Im Bereich der Populärmusik spielen Fans seit eh und je eine wichtige Rolle. An sich ja etwas Schönes: man findet Gefallen am Werk eines Künstlers und den Idealen, die dieser vertritt, verlinkt sich mit Gleichgesinnten und schöpft im besten Fall sogar neue Kraft nach tristen Zeiten. Doch Obacht, denn ein solcher Ausdruck der Wertschätzung kann auch in blinde Verehrung umschwenken. Das Internet ist geradezu zu einer Zuchtstätte für diese moderne Form des Personenkults verkommen. Der Begriff „Stan Culture“, der auf den gleichnamigen Eminem-Song über einen obsessiven Fan zurückgeht, umschreibt dieses vor allem in sozialen Netzwerken präsente Phänomen. Man zieht sich in abgeriegelte Filterblasen zurück, in denen tagein, tagaus dem Idol gehuldigt wird. Wehe aber, es strömt Kritik von außen hinein, dann ist Schluss mit lustig. „Bienenschwarm“ (Amazon Prime), die neue Serie von Janine Nabers und Tausendsassa Donald Glover (machte der Fernsehwelt bereits mit „Atlanta“ ein großes Geschenk), veranschaulicht diese Form der Star-Anhimmelung auf besonders drastische Weise.

----------------------------------------

AUFGABE A:
Auf welchen Song geht der Begriff „Stan Culture“ laut dem Text über Fankult zurück?
AUFGABE B:
Schreib den Text über Fankult im Anschluss an seinen letzten Satz weiter.
Die Zeilen stehen in keinem Zusammenhang mit dem Text.

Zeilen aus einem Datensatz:
----------------------------------------

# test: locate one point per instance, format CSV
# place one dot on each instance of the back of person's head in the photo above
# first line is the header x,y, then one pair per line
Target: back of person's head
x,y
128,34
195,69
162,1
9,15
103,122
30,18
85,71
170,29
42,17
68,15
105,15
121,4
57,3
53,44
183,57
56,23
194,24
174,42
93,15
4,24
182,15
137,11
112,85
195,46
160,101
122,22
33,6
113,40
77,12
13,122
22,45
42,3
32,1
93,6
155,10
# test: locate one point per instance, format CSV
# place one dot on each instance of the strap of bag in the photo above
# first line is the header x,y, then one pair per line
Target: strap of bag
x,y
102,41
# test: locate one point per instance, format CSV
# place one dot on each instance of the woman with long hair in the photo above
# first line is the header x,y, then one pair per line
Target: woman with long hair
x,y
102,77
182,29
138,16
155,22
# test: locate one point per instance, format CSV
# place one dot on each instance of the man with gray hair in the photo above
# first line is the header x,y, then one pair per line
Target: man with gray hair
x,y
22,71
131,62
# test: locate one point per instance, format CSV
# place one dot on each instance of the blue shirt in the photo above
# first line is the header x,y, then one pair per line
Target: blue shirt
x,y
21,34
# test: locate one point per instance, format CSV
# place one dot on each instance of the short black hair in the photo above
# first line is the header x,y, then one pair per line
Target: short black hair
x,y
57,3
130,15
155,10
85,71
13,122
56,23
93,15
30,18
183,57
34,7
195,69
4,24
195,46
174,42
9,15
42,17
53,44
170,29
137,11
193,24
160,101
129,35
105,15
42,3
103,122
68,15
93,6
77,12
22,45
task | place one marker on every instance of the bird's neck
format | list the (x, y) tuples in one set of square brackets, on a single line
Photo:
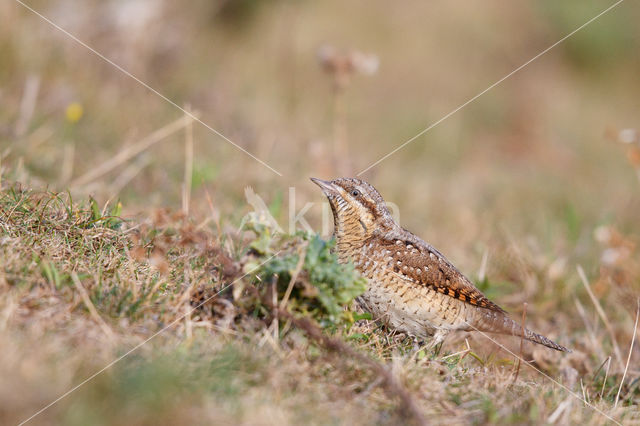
[(352, 235)]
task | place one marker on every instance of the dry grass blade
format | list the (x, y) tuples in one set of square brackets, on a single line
[(92, 309), (602, 314), (294, 276), (132, 151), (633, 340), (393, 387), (188, 166), (524, 319)]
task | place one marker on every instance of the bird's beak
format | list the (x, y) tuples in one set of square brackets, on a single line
[(327, 187)]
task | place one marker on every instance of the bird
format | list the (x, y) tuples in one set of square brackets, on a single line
[(412, 287)]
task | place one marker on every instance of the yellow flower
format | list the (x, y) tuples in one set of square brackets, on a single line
[(74, 112)]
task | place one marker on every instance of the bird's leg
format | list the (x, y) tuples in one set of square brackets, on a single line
[(437, 339)]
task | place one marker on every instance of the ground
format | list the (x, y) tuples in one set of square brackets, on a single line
[(141, 282)]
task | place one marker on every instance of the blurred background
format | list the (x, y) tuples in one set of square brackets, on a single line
[(326, 89), (535, 177)]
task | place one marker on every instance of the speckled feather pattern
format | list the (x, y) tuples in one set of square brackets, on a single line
[(412, 287)]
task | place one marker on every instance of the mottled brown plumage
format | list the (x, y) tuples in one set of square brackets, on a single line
[(411, 285)]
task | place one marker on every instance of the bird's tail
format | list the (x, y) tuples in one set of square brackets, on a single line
[(495, 322)]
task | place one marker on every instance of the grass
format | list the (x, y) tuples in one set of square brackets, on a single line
[(518, 189), (229, 360)]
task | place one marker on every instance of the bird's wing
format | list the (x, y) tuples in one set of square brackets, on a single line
[(421, 263)]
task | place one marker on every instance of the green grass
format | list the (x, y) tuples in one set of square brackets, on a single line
[(228, 360)]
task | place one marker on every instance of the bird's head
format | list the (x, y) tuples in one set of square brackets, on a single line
[(358, 209)]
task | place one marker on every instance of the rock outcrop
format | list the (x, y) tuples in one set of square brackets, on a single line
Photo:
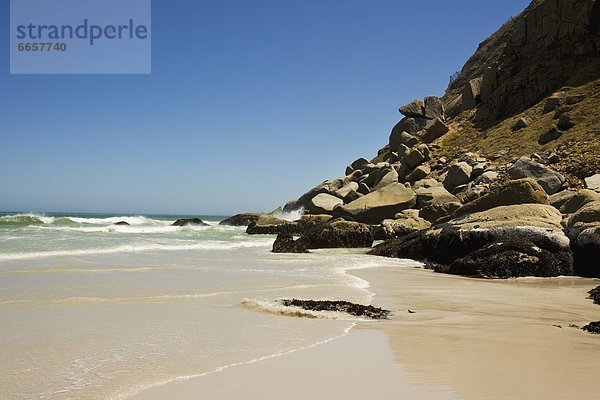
[(285, 243), (357, 310), (488, 180), (189, 221), (549, 45), (244, 219), (336, 234), (489, 243), (381, 204)]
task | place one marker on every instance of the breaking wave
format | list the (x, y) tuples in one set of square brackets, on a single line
[(207, 245)]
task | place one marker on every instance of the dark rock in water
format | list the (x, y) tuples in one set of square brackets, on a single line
[(244, 219), (583, 229), (510, 259), (284, 227), (593, 327), (189, 221), (337, 234), (357, 310), (529, 236), (595, 295), (286, 244), (413, 246)]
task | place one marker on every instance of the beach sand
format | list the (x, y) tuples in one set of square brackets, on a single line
[(467, 339)]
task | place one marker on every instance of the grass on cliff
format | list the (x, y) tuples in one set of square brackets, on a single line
[(578, 148)]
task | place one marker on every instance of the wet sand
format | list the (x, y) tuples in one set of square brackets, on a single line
[(466, 339)]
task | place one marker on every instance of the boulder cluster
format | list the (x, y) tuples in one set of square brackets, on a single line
[(466, 215), (491, 212)]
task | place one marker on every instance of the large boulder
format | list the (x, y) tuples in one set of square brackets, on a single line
[(593, 182), (458, 174), (435, 129), (583, 228), (525, 167), (403, 224), (436, 194), (324, 203), (408, 125), (336, 234), (378, 205), (434, 108), (544, 252), (414, 109), (389, 177), (414, 158), (578, 200), (418, 173), (520, 191), (357, 165), (304, 201)]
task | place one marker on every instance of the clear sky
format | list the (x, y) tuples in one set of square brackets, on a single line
[(249, 104)]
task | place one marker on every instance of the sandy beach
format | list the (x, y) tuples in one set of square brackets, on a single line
[(465, 339)]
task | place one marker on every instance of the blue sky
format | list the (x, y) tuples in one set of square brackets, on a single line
[(249, 104)]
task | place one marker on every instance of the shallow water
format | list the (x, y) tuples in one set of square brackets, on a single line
[(91, 310)]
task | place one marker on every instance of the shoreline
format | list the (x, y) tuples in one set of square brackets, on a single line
[(435, 352)]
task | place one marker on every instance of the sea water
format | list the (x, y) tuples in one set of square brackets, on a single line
[(94, 310)]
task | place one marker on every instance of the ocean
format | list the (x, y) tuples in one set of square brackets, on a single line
[(94, 310)]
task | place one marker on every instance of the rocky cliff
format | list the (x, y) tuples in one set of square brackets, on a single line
[(497, 178)]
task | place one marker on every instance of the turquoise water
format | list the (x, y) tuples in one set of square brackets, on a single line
[(93, 310)]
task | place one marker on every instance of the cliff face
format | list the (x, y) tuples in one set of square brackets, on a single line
[(551, 44), (486, 181)]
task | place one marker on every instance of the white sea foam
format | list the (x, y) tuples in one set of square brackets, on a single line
[(27, 218), (131, 220), (125, 228), (206, 245)]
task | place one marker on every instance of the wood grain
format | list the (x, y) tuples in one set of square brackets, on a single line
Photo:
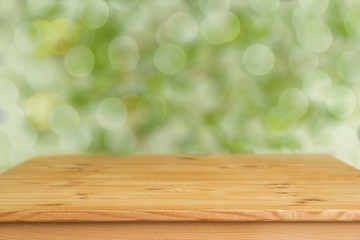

----------------------------------------

LÖSUNG A:
Auf den gleichnamigen Eminem-Song über einen obsessiven Fan.

LÖSUNG B:
Seit sie denken kann, ist Andrea, genannt „Dre“ (Dominique Fishback: außergewöhnlich), vernarrt in die Pop-Sensation Ni’Jah, in deren Ehren sie sogar einen eigenen Twitter-Account betreibt. Doch was einst als einfaches Fantum eines leicht zu beeindruckenden Teenies begann, steuert seit einer Weile auf eine krankhafte Obsession zu. Nach einer traumatischen Erfahrung kippt diese sogar in mörderische Gefilde. Der Anfang einer nicht blutarmen Odyssee, welche die junge Frau durch verschiedene Bundesstaaten begleitet. Alles frei nach dem Motto: keine Macht den Hatern, oder so.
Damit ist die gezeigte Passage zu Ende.